--- Begin ---

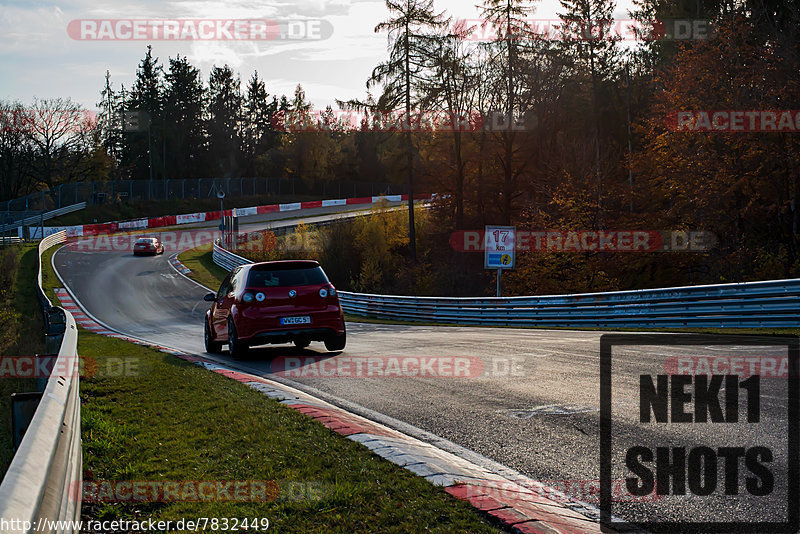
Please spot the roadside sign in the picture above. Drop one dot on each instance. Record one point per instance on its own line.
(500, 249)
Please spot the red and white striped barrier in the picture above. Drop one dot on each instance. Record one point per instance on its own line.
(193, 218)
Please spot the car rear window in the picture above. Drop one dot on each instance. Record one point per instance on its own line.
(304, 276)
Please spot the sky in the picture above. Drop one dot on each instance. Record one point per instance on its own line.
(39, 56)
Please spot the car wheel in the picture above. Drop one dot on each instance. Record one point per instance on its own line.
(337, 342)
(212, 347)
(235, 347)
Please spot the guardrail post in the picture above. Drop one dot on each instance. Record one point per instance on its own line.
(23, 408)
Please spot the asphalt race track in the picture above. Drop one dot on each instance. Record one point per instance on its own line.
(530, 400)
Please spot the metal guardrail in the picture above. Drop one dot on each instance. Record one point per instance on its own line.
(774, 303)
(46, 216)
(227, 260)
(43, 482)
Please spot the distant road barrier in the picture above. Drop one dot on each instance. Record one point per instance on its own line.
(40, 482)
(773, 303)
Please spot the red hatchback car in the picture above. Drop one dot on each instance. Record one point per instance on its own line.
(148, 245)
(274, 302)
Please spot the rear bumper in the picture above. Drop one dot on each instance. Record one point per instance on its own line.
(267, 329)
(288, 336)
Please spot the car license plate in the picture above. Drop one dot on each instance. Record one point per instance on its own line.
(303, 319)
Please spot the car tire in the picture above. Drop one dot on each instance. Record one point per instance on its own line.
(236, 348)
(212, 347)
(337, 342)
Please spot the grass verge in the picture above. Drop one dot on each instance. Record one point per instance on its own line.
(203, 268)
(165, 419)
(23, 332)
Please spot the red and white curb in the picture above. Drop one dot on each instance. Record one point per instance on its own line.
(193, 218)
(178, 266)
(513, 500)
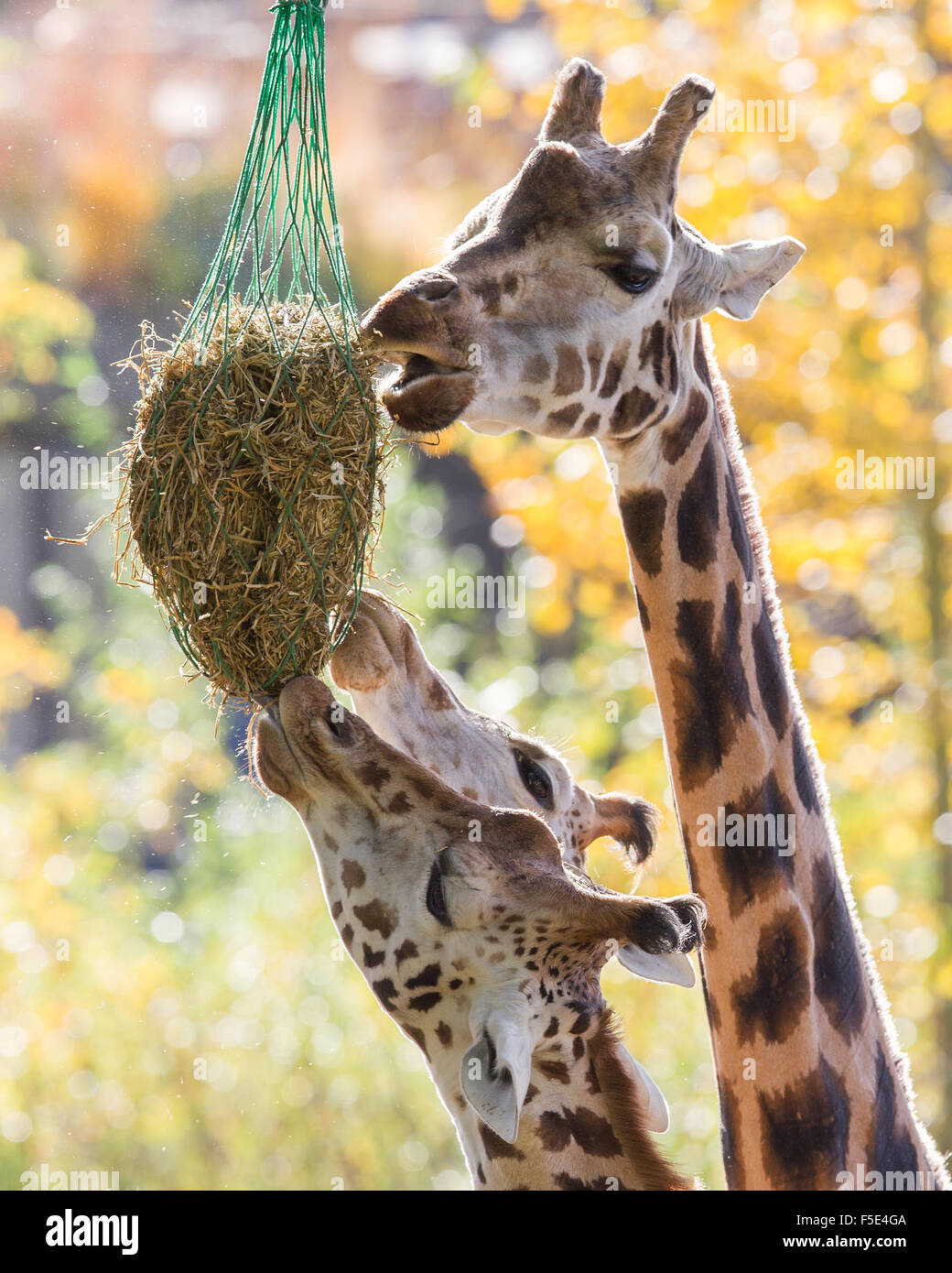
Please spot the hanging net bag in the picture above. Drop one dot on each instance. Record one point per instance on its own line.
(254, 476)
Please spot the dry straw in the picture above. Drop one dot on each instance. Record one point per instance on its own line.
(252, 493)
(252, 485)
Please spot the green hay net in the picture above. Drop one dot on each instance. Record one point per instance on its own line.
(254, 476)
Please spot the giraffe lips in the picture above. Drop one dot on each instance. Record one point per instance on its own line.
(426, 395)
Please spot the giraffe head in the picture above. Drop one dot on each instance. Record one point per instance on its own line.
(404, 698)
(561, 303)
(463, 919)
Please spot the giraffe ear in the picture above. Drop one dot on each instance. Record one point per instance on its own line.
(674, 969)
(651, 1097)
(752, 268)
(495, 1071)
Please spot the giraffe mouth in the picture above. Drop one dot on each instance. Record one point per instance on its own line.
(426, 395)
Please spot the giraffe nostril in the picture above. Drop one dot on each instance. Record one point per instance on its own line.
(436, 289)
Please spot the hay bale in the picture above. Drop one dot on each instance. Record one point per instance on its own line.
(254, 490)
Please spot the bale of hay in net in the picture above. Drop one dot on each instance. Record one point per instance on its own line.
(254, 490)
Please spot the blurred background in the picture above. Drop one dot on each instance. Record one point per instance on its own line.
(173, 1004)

--- End ---
--- Begin ---

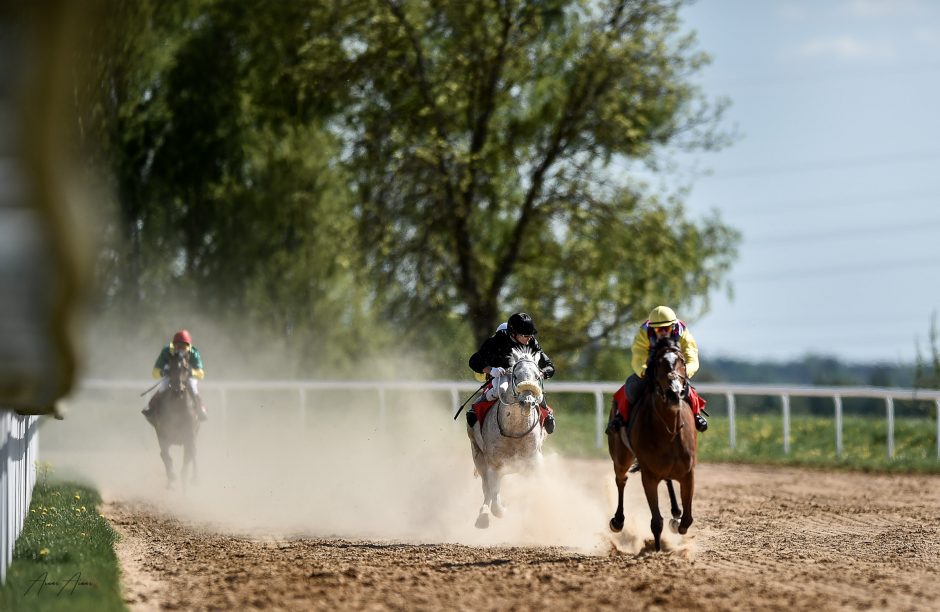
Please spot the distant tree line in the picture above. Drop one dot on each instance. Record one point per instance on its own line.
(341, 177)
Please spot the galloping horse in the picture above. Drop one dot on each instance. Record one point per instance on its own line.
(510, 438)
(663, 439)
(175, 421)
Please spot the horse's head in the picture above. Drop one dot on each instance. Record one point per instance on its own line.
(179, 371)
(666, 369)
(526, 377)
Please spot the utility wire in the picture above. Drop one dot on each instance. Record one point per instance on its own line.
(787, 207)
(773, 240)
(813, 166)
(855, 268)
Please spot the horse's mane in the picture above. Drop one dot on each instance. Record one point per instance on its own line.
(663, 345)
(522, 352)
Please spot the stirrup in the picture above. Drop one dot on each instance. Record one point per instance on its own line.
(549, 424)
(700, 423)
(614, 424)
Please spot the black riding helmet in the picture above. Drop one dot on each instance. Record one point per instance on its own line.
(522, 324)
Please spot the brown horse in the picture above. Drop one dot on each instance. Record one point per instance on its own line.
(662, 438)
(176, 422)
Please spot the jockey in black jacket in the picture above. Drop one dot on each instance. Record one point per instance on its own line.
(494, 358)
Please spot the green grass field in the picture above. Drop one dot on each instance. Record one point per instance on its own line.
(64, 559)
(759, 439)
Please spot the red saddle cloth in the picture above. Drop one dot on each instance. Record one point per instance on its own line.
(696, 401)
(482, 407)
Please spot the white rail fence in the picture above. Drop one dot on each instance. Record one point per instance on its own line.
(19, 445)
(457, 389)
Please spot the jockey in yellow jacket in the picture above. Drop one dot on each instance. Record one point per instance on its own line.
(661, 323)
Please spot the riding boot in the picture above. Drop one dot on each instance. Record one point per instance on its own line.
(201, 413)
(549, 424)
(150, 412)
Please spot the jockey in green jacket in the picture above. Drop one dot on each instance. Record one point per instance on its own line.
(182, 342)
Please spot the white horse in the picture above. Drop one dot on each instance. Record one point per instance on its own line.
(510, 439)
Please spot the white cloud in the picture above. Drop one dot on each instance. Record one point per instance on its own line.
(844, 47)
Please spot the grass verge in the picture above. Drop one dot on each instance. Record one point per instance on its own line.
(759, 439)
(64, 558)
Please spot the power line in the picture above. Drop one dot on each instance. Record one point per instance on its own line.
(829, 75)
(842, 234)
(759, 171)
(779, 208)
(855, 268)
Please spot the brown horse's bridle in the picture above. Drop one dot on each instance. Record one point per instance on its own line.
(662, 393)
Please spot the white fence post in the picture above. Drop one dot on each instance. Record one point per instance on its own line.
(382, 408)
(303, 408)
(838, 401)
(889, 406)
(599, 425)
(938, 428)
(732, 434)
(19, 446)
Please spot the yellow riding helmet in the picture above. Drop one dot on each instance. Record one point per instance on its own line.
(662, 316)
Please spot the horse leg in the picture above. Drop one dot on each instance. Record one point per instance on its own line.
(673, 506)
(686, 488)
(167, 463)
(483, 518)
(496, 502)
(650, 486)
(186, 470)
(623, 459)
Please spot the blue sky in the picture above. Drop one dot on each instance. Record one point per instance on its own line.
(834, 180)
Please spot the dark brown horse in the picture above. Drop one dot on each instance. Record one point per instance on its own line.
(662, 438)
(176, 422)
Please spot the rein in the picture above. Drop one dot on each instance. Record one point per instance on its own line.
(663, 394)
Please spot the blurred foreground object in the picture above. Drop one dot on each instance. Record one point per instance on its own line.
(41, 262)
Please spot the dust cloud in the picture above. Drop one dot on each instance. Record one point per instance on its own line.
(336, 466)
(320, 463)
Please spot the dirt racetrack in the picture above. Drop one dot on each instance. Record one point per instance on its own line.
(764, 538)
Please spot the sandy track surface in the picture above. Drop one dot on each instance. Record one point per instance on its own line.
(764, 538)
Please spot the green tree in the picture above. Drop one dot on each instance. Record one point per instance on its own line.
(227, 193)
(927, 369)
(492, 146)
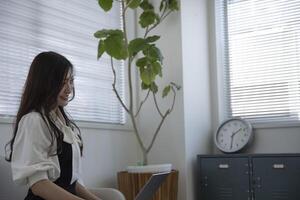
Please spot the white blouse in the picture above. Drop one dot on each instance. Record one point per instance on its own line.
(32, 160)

--- End ---
--- Begin ---

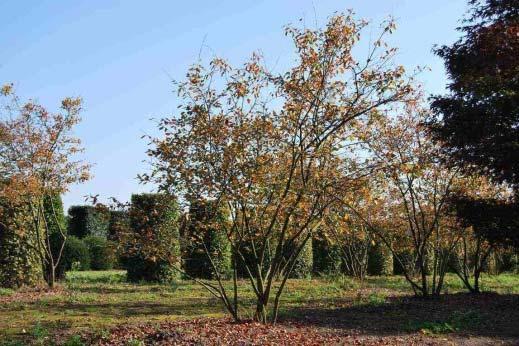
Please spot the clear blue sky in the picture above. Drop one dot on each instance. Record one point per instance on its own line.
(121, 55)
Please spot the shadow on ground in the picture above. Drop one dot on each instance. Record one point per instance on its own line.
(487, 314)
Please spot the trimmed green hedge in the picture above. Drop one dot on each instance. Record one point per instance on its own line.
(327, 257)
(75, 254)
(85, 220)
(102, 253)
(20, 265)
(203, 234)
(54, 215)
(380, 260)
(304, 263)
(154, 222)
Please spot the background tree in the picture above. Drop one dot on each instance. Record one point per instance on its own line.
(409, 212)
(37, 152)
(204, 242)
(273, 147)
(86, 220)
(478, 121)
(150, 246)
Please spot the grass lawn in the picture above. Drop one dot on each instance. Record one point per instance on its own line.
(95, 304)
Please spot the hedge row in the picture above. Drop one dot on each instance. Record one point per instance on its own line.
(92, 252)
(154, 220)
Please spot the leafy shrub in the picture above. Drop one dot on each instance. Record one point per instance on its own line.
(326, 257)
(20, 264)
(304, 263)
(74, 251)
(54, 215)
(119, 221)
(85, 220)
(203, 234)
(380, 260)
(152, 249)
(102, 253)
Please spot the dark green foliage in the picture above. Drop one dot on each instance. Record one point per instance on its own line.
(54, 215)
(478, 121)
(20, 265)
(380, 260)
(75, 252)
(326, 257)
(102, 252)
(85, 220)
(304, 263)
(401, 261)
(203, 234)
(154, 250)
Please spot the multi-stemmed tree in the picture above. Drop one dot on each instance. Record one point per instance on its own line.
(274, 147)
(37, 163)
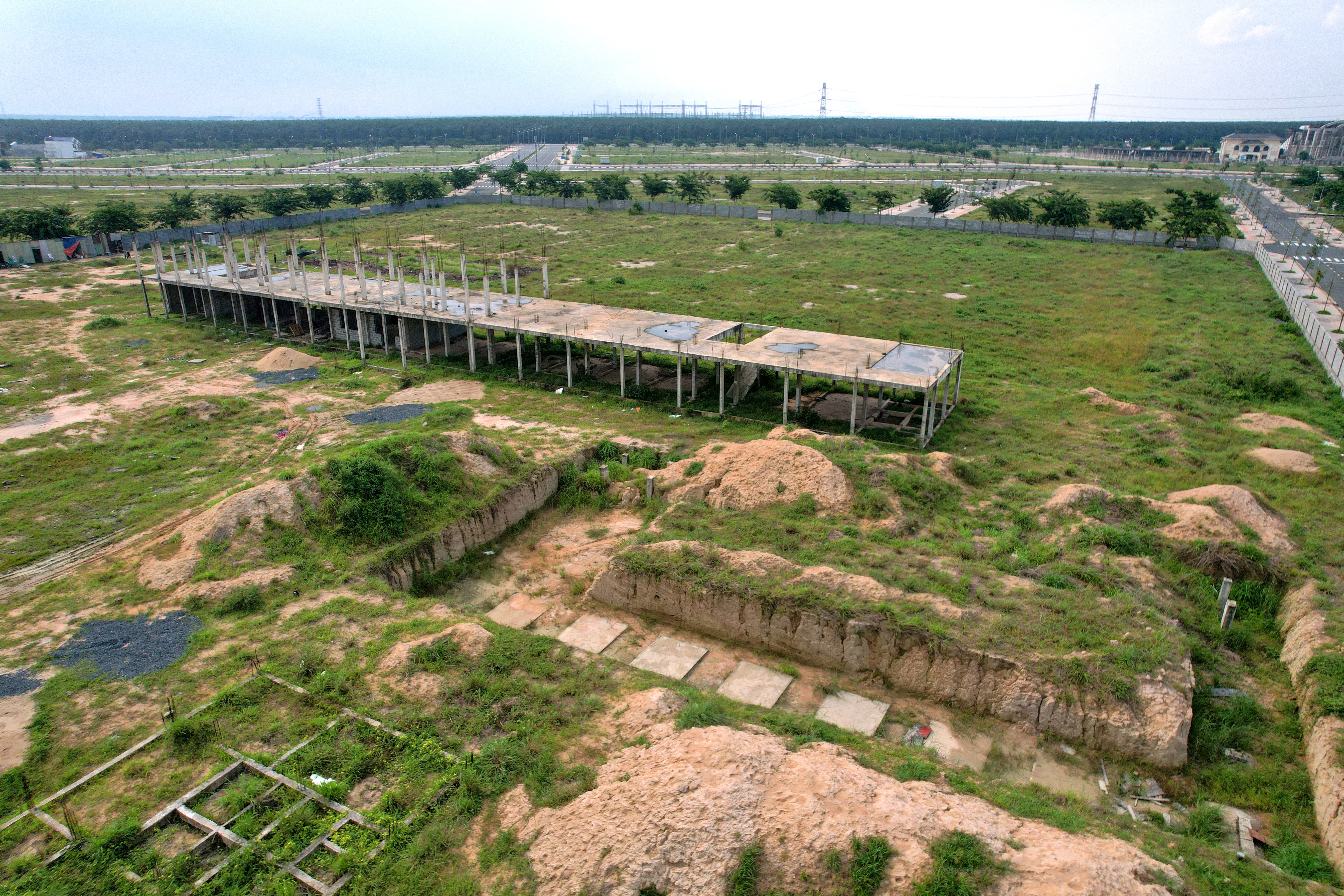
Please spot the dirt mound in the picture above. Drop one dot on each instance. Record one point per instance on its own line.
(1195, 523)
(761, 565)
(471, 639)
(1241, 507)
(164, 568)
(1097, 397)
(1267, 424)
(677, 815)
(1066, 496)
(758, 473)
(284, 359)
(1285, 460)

--- End ---

Instructions to follow: Repeat the listing lines word for word, starting at the line containing "Please spot the dark green" and ending at the line containing "(1285, 460)", with both of those lines included. Leave the pictures out of your answer.

Exercise output:
Please spot the dark green foliage in the picture above. Drop one dot on each instance. Record one point per instance on its own line.
(54, 215)
(478, 121)
(20, 265)
(380, 260)
(75, 252)
(326, 257)
(102, 252)
(85, 220)
(304, 263)
(401, 261)
(203, 234)
(154, 250)
Please spot the multi-stemmed tree in the picture above. Drop one dot on each instance. Record one point per instance on its own line.
(274, 147)
(37, 163)
Please spot the dirt mound in the picture above. Drop one dot on each instance. Record one point per instance on its own line.
(1195, 523)
(761, 565)
(471, 639)
(1241, 507)
(164, 568)
(1097, 397)
(1267, 424)
(677, 815)
(1066, 496)
(758, 473)
(284, 359)
(1285, 460)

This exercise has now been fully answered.